■ Aufgaben ■
1. In welchem Jahr erreichten die Magyaren laut dem Auszug über Oberösterreich im Frühmittelalter Wien?
2. Führe den Text über den Ungarnsturm nach seinem letzten Satz weiter.

■ Ausgewählter Auszug ■
/---

10. Jahrhundert

Oberösterreich im Frühmittelalter

10. Jahrhundert


Der Ungarnsturm und die Folgen – die Babenberger
Im Laufe des späten 9. Jahrhunderts drang das aus Ostasien kommende Volk der Magyaren, die Vorläufer der Ungarn, immer weiter nach Westen vor. Im Jahr 888 erreichten sie Wien, im Jahr 900 stießen sie über die Enns vor; sie verwüsteten unter anderem auch den Traungau, doch wurden sie von einem fränkischen Heer bei Linz (?) zurückgeschlagen. Als ein von den wichtigsten baierischen Würdenträgern angeführtes Heer im Jahr 907 in die Offensive ging, wurde es von den Ungarn bei Pressburg/Bratislava schwer geschlagen – der Großteil der baierischen Oberschicht, darunter auch der Erzbischof von Salzburg sowie die Bischöfe von Freising und Säben (Südtirol), kam damals um.

\---

■ Erfasste Angaben ■

/---

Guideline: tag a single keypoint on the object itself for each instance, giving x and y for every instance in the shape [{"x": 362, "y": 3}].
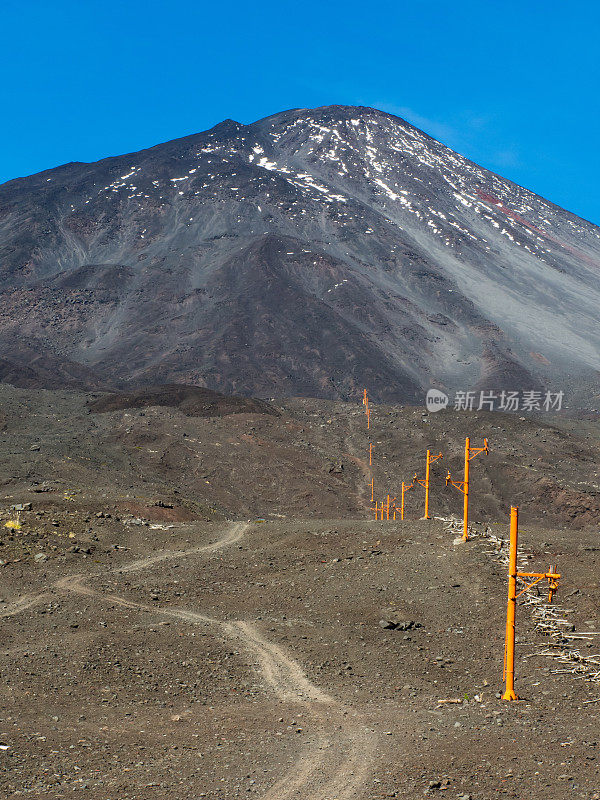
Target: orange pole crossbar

\---

■ Antworten in Reihenfolge ■
1. Im Jahr 888.

2.
Die Gefahr der Ungarn wurde immer größer: 943 kam es bei Wels zur Schlacht zwischen Baiern und Ungarn, bei dem sich der baierische Markgraf Berthold jedoch militärisch durchsetzen konnte. 950 stieß der baierische Herzog Heinrich bis zur Ennsburg nach Osten vor und nahm diese in Besitz, ein Umstand, der darauf hindeutet, dass damals das östliche Oberösterreich im Einflussgebiet der Ungarn lag. Schließlich überrannten die Ungarn im Jahr 955 Oberösterreich und Bayern und wurden erst auf dem Lechfeld bei Augsburg von König Otto I. vernichtend geschlagen. Langsam wurde in den nächsten Jahrzehnten die Ennsgrenze zwischen Bayern bzw. dem Ostfrankenreich und den Ungarn nach Osten verschoben. Freilich hinterließen die Ungarneinfälle eine Spur der Verwüstung, deren Ausmaße noch nicht restlos erforscht sind. Vermutlich wurde auch die Martinskirche in Linz in dieser Zeit zerstört und erst im 11. Jahrhundert wieder aufgebaut. Als Grenzfestung wurde nach 955, als die Ungarn endgültig besiegt und ins östliche Niederösterreich abgedrängt worden waren, unter anderem die Ennsburg, die Keimzelle der späteren Stadt Enns, wiedererrichtet und stärker befestigt. Mit der Verwaltung der zurückeroberten Gebiete im niederösterreichischen Alpenvorland wurden 976 die Babenberger als Markgrafen betraut; 996 wurde der Bereich des niederösterreichischen Mostviertels in einer Urkunde für das baierische Bistum Freising erstmals Ostarrichi, Österreich, genannt.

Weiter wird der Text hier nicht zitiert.